— BEGIN —

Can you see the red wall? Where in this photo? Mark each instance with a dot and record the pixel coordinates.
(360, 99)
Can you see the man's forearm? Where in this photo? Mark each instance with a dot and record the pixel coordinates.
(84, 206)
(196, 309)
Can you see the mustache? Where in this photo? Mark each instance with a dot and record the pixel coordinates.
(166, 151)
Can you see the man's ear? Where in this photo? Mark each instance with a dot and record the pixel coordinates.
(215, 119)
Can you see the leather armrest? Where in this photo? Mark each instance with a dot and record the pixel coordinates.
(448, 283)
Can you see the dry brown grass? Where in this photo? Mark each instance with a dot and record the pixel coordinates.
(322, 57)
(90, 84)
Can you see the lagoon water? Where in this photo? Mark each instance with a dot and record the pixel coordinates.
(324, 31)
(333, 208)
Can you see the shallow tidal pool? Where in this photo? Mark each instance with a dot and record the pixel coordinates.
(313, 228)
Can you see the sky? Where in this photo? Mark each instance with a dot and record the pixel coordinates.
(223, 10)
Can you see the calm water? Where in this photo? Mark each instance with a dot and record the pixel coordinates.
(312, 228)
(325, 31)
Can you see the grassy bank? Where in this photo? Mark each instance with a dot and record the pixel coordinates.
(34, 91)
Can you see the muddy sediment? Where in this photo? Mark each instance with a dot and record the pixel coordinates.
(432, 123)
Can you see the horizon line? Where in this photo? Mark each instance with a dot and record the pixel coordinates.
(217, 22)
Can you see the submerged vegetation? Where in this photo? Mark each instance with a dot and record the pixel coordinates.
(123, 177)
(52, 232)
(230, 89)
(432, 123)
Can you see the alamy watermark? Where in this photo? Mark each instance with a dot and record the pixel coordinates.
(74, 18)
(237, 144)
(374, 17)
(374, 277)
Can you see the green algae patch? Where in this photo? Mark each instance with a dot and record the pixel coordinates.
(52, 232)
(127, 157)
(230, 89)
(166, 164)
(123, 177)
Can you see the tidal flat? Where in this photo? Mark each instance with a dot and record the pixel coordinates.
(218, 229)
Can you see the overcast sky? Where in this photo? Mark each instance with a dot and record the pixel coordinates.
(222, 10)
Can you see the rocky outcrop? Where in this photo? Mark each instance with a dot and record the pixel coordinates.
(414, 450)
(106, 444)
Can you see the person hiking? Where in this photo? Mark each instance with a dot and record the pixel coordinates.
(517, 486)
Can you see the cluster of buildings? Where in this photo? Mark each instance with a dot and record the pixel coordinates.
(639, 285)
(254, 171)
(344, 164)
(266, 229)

— END —

Copy everything from the line containing "Can you see the alamy" down to the end of the material, requests included, and shift each coordinate by adding 39 to both of its numbers.

■ SOLUTION
Can you see the alamy watermark? Where in this photo? Mark each instance with a dot and record the pixel coordinates.
(113, 57)
(276, 183)
(413, 56)
(413, 316)
Can you see the green algae patch? Where in this photo? Mark each instance with a dot and record the pixel coordinates.
(91, 271)
(166, 196)
(269, 128)
(205, 203)
(162, 216)
Can you see the tidal flat? Where in this photo? Mark each instance with a dot and record the pixel coordinates.
(257, 268)
Can you see the overcast sky? Where in this photo? Mark each instance with a dot and record the pixel coordinates.
(261, 49)
Can you see the rocky outcrop? Where in this photo? Mark each instance with a dot and record the pixel coordinates.
(453, 489)
(145, 483)
Can you see the person hiking? Where in this photo? Mark each instance with a dot and record the pixel coordinates.
(556, 525)
Can you see the cluster of buildings? Where in this photo? Mark each instance with a dot and record the pixel coordinates.
(678, 324)
(293, 210)
(383, 203)
(305, 268)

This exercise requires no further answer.